TASK ITEM
Which lines of the material hold the word "petal"? Copy each one.

INPUT FOR THIS TASK
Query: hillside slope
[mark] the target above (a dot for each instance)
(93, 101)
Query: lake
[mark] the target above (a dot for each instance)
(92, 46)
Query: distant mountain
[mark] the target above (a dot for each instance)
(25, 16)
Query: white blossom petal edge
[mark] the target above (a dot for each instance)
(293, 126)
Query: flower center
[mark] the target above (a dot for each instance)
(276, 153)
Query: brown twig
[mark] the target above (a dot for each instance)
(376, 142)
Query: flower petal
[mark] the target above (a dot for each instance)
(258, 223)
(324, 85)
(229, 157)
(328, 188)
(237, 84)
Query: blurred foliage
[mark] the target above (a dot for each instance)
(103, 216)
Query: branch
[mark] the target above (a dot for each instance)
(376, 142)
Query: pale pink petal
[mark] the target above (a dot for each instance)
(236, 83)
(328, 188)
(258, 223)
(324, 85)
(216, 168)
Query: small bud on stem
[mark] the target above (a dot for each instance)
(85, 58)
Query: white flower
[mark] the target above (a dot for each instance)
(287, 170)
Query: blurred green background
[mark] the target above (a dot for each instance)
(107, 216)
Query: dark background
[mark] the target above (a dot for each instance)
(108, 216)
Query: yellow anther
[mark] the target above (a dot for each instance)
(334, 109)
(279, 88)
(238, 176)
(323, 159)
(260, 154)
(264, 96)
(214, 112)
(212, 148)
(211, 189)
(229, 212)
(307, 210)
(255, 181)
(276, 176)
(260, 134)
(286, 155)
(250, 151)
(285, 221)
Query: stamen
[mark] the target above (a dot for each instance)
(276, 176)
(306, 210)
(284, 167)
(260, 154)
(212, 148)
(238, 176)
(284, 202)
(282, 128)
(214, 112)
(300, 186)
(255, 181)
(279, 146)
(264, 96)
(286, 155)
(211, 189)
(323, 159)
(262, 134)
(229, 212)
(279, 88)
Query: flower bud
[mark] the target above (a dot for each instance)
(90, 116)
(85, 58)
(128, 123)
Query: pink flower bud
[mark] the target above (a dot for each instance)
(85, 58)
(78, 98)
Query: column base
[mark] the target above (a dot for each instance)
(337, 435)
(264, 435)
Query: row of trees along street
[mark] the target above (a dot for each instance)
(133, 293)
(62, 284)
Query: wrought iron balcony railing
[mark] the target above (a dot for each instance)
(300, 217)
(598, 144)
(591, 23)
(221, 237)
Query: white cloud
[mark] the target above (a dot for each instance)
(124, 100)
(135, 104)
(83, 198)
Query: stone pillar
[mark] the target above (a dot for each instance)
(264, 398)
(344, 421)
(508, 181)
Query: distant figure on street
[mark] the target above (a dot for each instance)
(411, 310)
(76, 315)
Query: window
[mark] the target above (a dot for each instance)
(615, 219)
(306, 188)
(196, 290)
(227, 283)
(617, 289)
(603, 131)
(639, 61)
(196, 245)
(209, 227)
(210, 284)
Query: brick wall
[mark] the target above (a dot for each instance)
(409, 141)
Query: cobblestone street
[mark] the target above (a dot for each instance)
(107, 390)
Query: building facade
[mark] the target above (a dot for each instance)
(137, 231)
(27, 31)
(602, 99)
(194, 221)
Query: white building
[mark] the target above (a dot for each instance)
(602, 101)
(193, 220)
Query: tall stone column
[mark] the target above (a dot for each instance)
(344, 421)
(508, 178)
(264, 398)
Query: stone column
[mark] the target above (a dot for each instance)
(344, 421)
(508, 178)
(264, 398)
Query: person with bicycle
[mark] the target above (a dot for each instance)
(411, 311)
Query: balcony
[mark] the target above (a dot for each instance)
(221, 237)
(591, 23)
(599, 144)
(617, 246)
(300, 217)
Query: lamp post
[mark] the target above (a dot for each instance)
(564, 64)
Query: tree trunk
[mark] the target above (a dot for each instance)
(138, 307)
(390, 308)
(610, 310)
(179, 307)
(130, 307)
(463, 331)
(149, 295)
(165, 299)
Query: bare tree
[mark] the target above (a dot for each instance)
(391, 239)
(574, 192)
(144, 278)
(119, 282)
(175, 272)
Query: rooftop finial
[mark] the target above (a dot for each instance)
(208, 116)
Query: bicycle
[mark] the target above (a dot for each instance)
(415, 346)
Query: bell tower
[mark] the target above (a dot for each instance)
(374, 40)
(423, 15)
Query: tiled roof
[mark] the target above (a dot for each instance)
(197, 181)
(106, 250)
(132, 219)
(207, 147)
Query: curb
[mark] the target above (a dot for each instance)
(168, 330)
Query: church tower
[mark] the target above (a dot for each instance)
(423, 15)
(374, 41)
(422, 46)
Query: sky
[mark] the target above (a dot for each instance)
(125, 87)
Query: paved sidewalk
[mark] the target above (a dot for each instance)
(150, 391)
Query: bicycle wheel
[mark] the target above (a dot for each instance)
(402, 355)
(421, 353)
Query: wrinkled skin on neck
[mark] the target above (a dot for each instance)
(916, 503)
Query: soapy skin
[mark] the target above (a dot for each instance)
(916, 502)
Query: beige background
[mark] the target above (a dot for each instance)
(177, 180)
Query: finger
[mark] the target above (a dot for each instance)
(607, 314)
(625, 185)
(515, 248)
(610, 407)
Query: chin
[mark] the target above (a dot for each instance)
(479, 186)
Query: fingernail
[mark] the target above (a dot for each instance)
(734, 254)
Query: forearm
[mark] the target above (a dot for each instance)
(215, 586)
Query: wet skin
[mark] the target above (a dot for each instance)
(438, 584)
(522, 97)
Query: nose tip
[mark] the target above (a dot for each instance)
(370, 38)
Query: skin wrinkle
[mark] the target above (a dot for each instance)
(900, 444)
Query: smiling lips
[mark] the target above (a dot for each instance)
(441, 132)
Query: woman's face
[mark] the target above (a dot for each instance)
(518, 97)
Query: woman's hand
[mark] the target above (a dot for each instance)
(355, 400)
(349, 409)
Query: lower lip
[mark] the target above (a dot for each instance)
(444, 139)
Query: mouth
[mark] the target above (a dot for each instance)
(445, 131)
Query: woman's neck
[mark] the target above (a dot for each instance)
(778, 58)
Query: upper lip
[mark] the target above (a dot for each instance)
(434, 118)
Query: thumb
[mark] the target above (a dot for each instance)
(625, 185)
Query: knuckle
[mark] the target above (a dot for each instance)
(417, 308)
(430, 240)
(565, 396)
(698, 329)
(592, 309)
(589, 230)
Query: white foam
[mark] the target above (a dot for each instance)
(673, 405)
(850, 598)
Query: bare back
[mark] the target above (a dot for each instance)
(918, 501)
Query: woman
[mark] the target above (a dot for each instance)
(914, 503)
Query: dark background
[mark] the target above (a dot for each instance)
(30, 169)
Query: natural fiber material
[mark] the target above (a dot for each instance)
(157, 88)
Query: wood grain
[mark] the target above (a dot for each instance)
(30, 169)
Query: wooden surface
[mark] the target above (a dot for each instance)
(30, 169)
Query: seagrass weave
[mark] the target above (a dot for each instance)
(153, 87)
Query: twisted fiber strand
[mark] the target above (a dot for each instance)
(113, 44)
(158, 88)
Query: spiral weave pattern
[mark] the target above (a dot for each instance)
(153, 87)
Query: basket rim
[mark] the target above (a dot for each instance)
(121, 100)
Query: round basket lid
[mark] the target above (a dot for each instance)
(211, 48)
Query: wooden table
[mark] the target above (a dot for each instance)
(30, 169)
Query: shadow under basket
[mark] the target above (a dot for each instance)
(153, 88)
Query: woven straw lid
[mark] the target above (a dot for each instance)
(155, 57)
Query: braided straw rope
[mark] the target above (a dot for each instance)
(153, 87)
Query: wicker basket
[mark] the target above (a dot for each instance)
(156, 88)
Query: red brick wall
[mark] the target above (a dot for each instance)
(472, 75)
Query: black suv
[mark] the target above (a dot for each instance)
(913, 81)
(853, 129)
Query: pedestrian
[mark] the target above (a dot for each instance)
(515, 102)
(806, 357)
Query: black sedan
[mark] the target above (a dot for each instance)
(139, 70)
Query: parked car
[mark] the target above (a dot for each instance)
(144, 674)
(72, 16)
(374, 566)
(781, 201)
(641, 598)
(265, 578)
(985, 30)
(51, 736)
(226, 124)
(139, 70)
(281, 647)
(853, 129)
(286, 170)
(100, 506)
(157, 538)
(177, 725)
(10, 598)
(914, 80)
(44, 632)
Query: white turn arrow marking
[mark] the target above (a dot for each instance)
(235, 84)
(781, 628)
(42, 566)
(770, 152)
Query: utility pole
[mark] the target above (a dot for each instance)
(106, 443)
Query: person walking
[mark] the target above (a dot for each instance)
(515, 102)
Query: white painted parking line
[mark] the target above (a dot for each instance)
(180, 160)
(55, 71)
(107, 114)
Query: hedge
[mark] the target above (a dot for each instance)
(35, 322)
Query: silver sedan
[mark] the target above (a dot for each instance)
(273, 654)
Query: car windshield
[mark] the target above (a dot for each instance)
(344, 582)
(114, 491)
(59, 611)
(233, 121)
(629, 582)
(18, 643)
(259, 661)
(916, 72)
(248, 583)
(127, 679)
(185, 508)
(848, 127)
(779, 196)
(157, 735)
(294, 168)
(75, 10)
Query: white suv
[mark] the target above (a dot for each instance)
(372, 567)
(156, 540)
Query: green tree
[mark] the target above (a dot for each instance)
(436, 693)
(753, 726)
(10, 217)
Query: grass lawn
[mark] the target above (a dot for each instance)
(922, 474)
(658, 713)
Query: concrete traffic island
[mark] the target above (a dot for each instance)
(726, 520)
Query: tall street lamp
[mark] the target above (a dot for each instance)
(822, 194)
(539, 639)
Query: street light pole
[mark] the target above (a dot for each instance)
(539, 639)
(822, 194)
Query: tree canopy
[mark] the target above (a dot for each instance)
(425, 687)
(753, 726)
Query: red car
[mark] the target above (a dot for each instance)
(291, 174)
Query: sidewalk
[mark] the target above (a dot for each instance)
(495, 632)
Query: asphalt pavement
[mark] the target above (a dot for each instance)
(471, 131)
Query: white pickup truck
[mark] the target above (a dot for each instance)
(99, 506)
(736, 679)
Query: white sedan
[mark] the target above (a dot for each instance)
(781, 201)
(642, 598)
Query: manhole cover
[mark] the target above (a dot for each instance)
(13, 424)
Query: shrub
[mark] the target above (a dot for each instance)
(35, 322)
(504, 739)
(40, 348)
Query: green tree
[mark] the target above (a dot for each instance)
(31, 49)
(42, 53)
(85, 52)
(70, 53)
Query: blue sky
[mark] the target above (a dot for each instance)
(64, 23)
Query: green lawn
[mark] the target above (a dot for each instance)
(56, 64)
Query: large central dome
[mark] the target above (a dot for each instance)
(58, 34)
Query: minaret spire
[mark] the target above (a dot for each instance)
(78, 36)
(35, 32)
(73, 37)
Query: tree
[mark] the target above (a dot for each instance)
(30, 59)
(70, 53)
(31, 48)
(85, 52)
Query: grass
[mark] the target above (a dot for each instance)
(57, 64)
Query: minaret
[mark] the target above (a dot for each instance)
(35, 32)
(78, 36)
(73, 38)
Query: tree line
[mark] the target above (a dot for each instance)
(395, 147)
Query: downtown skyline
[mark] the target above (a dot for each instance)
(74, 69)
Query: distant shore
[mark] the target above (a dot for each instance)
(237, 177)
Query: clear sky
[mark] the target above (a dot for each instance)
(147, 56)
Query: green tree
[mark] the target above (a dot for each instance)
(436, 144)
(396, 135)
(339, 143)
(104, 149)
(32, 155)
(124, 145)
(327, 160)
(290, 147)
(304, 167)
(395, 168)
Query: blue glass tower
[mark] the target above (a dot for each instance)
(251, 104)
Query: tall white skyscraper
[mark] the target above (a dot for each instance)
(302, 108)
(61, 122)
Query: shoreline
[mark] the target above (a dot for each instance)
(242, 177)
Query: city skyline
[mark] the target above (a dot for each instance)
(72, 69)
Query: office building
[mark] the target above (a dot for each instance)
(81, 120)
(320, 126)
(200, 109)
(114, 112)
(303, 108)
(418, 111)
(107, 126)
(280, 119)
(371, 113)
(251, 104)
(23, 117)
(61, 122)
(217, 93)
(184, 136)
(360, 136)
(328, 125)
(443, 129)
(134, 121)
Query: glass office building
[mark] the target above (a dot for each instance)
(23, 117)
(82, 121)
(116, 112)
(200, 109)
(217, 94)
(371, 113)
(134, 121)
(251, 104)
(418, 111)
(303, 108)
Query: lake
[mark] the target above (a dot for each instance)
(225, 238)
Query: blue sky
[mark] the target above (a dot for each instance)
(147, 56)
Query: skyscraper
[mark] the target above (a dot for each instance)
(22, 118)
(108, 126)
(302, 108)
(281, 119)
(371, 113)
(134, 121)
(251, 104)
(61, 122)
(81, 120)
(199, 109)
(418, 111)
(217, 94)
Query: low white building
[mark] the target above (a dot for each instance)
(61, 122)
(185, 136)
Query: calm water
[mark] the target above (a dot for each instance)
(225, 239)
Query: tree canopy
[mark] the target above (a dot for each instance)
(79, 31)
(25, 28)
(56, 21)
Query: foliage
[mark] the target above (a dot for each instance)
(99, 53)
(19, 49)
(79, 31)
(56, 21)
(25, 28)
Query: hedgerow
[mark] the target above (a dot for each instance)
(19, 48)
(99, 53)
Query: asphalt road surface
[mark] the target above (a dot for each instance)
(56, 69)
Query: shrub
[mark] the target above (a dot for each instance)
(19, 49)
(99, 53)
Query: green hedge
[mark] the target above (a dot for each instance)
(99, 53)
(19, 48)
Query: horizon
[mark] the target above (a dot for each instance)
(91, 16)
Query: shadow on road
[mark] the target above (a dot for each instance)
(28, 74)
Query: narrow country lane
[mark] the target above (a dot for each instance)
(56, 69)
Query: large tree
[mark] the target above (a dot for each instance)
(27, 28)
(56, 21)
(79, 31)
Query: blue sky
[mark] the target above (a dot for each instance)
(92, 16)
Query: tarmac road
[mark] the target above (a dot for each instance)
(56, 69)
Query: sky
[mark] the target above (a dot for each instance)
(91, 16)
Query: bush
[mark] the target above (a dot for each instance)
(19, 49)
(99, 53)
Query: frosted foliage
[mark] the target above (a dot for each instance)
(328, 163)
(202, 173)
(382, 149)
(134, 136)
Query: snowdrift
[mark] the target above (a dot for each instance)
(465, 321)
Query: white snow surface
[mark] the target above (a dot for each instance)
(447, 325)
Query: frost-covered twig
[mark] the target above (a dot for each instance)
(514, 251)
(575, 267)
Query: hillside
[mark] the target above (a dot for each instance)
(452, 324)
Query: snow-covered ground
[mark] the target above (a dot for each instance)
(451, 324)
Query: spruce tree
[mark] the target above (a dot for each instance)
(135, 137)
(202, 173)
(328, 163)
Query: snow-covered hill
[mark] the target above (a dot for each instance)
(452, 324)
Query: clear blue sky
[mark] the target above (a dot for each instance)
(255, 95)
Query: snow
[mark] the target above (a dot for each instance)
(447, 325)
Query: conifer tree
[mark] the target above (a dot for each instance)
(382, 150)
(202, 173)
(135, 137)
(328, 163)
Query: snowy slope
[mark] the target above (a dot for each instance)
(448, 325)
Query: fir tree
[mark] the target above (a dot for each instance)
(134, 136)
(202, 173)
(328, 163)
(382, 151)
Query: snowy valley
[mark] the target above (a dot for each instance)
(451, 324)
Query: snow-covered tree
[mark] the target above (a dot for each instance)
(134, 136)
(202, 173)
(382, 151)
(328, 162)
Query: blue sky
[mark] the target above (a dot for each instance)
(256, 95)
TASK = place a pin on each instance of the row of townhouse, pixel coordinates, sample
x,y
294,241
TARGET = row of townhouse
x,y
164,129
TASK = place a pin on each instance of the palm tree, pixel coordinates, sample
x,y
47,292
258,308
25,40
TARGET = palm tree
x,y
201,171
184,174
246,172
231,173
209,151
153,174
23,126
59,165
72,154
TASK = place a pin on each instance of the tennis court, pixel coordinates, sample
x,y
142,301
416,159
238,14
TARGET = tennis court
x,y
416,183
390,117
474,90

REPLY TO THE EXERCISE
Query: white blossom petal edge
Query: flower petal
Query: pale pink petal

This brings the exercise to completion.